§ **Task brief**:
Rewrite the part of the records that opens with the line containing "For each instance of the man's hand, set" and closes at the end of the records, changing "distant town" to "distant village" and keeping everything else the same. Give only that part, and leave the pictures out.

§ **Record excerpts**:
....

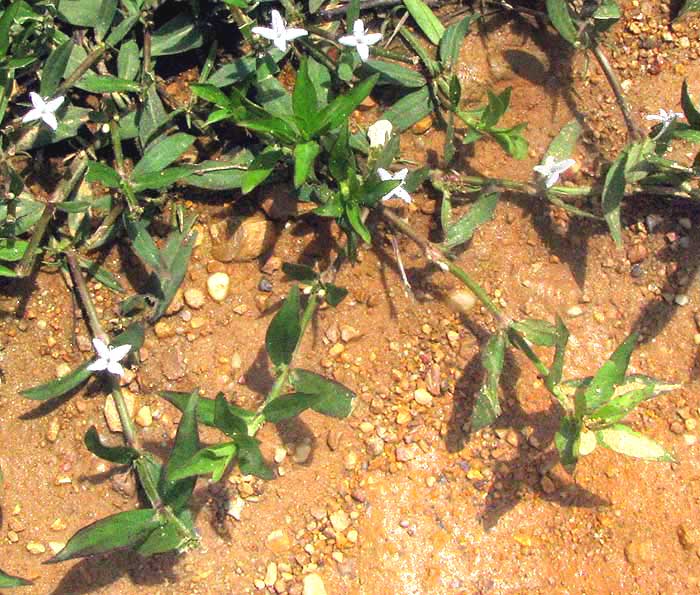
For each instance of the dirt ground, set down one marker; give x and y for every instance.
(398, 499)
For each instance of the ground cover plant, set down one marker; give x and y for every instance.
(81, 85)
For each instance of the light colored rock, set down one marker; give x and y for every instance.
(217, 286)
(461, 300)
(194, 298)
(144, 417)
(423, 397)
(340, 520)
(313, 585)
(110, 410)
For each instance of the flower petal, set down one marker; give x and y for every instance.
(54, 104)
(50, 120)
(293, 33)
(37, 100)
(119, 353)
(31, 115)
(115, 368)
(265, 32)
(363, 51)
(372, 38)
(358, 29)
(98, 365)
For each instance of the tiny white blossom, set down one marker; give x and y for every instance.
(399, 191)
(379, 133)
(43, 110)
(108, 357)
(551, 169)
(360, 40)
(664, 118)
(279, 34)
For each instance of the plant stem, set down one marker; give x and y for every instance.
(95, 325)
(632, 128)
(82, 68)
(26, 265)
(437, 254)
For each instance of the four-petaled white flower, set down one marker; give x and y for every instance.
(279, 34)
(551, 169)
(664, 118)
(399, 191)
(379, 133)
(108, 357)
(43, 110)
(360, 40)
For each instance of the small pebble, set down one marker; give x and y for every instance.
(217, 286)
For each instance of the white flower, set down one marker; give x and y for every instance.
(379, 133)
(360, 40)
(551, 169)
(279, 34)
(108, 357)
(399, 191)
(665, 118)
(43, 110)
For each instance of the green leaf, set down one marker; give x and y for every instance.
(234, 72)
(54, 69)
(6, 21)
(8, 581)
(122, 455)
(613, 193)
(392, 73)
(426, 20)
(691, 112)
(611, 373)
(213, 460)
(105, 16)
(565, 440)
(557, 368)
(339, 110)
(128, 60)
(304, 99)
(260, 168)
(334, 399)
(250, 460)
(227, 419)
(451, 41)
(539, 332)
(304, 157)
(487, 406)
(108, 84)
(479, 213)
(284, 330)
(104, 174)
(119, 531)
(564, 143)
(169, 536)
(558, 12)
(409, 109)
(288, 406)
(162, 153)
(178, 493)
(624, 440)
(12, 250)
(180, 34)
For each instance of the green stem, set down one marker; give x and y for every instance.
(64, 190)
(82, 68)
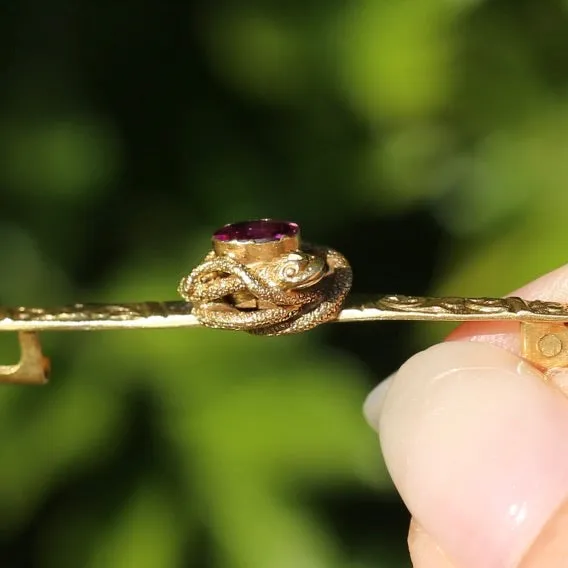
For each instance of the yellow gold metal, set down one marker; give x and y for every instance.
(247, 252)
(33, 368)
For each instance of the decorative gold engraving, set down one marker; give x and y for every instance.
(453, 309)
(544, 335)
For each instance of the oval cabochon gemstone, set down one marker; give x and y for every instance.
(260, 231)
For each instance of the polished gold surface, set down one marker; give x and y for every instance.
(544, 336)
(288, 293)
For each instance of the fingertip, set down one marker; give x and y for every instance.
(477, 445)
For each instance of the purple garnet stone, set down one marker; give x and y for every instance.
(261, 231)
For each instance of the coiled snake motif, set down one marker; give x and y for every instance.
(289, 294)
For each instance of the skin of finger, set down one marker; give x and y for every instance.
(550, 549)
(478, 447)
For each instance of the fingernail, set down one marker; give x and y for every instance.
(477, 445)
(374, 402)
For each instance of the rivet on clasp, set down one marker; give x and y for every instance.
(33, 368)
(545, 345)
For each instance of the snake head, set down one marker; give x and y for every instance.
(296, 270)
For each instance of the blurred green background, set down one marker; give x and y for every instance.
(425, 139)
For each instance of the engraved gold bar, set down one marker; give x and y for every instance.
(543, 331)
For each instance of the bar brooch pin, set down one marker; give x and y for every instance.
(260, 278)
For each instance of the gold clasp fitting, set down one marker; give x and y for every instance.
(545, 345)
(33, 368)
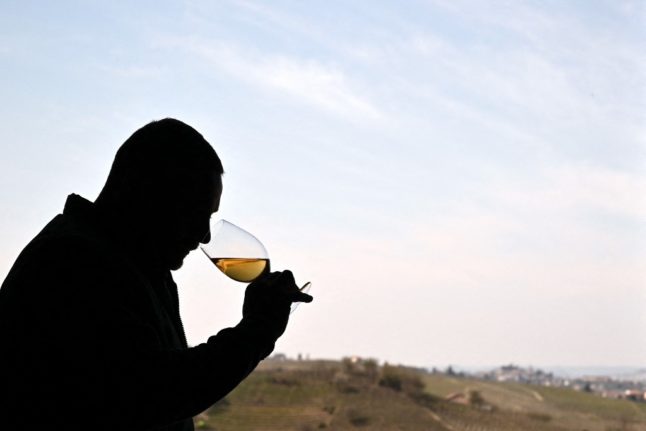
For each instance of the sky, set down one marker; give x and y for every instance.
(463, 182)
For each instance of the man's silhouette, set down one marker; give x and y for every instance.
(90, 332)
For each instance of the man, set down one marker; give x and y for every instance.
(90, 330)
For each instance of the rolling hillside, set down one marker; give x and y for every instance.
(314, 395)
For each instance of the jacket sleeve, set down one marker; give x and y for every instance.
(97, 344)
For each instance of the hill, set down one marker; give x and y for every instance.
(354, 395)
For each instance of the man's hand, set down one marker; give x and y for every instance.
(268, 300)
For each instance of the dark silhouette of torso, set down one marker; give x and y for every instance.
(92, 338)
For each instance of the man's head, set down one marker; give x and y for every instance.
(165, 182)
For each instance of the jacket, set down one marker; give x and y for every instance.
(91, 337)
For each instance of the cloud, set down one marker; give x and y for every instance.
(308, 81)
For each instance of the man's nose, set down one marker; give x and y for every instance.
(207, 237)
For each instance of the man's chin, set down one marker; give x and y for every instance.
(175, 262)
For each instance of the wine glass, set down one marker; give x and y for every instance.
(239, 254)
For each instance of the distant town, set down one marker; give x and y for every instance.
(629, 387)
(605, 386)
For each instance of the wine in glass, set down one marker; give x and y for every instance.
(239, 254)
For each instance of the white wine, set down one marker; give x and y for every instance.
(241, 269)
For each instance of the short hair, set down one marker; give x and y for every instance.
(165, 151)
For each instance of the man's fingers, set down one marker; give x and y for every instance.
(301, 297)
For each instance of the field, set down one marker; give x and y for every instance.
(315, 395)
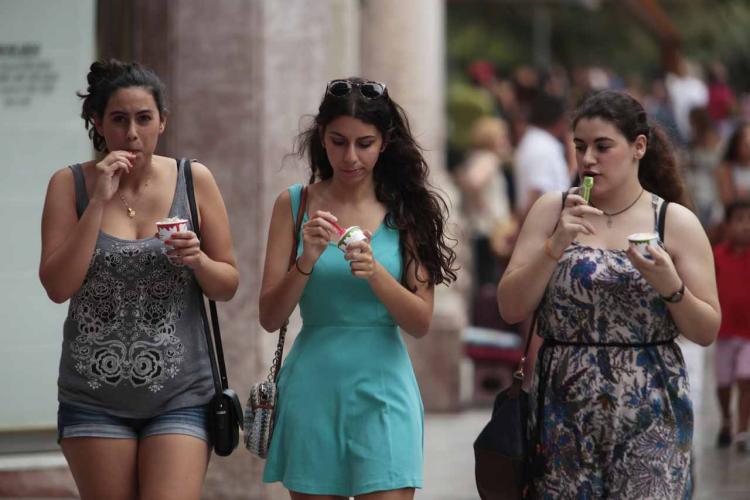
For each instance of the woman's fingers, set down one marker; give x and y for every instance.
(581, 210)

....

§ **Worked solution**:
For each instance of the man's hand, set down one marker; give x and y for every instance.
(268, 300)
For each instance of the dark silhouette of torso, set down one marker; give x and y for every instance.
(92, 338)
For each instance of the man's head, set down one marker; give x and y for every instance.
(165, 182)
For each instance of the jacket, set down one marker; give x and y for every instance.
(91, 337)
For each instance of the cloud, set down one marker; give x and y for every instance.
(308, 81)
For each instance of the man's nose, set down one marker; give x and y for every instance.
(207, 237)
For each instance of the man's chin, set down one marker; give x and y for every instance.
(175, 262)
For each instance of the wine glass, set down one marker; give x and y for every instance.
(239, 254)
For each instance of the distant village, set down one marker; give x and y for every instance.
(629, 387)
(605, 386)
For each instance of the wine in glass, set down one marker; give x and y for every instance.
(239, 254)
For each instance of the white wine, set down one marker; give x and y for every instance.
(241, 269)
For each instance of the short hair, set down one marker; give x and y for every instance.
(165, 151)
For each instance of the man's fingers, set down one marker; give x and y for every instance.
(301, 297)
For each instance of the field, set down one marker; give x and y for every instance.
(315, 395)
For each instance of the woman's fingers, set down one marker; give x and y for every instance.
(581, 210)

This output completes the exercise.